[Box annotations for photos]

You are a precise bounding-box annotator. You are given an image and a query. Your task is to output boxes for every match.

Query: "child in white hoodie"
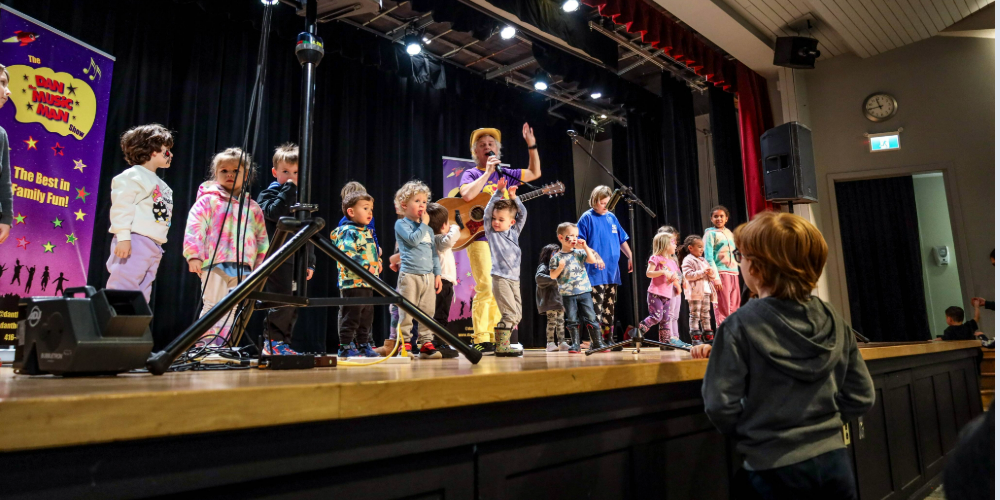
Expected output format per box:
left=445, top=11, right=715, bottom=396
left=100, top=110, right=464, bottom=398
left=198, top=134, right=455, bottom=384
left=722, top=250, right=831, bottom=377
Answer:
left=107, top=123, right=174, bottom=302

▸ Challenge: Rewrite every line of the records above, including the requests, and add 47 to each coordinate in the answer boxes while leaving all other numbers unchanged. Omit the pictures.

▸ Answer to this exercise:
You are a precise bounding-box annotator. You are given an image and a query. Your task is to output boxes for every match.

Query: "child in white hoodie"
Expected output format per box:
left=445, top=11, right=715, bottom=396
left=100, top=110, right=464, bottom=398
left=198, top=134, right=455, bottom=384
left=722, top=250, right=831, bottom=377
Answer:
left=154, top=170, right=221, bottom=349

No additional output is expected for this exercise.